• What this task involves
Could you update this listing so that each "green foliage" becomes "green leaves", with everything else left as it is? Omit the pictures from your answer.
↓↓↓
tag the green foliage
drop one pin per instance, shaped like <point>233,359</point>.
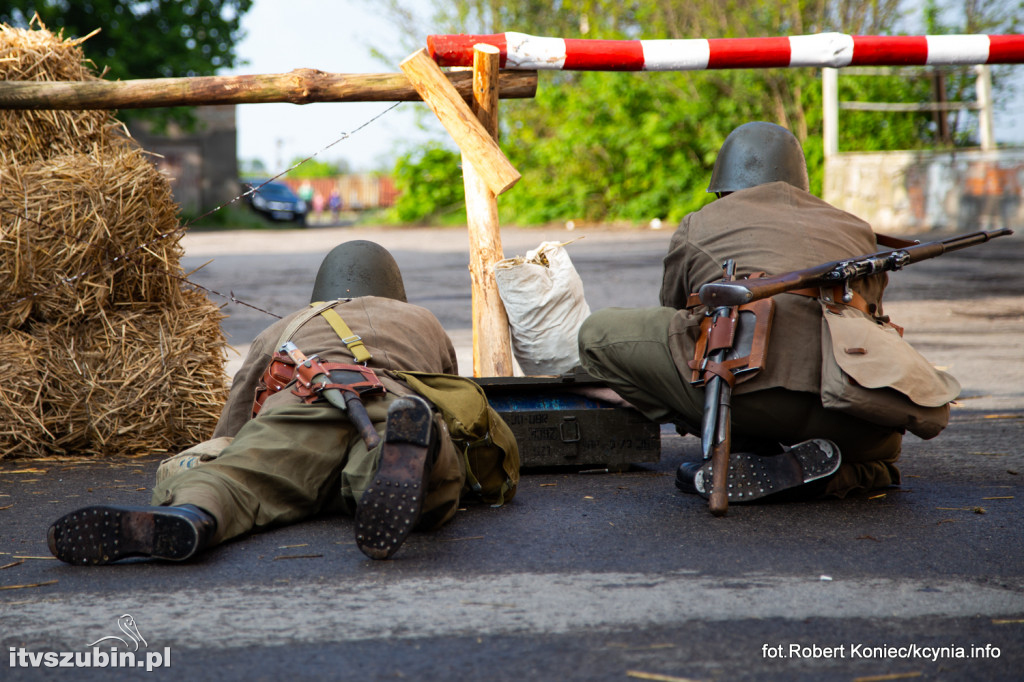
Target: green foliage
<point>151,39</point>
<point>429,182</point>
↑↑↑
• Exercise answer
tag the green leaves
drop one pin per instance, shaped like <point>233,359</point>.
Target: green leaves
<point>151,39</point>
<point>429,182</point>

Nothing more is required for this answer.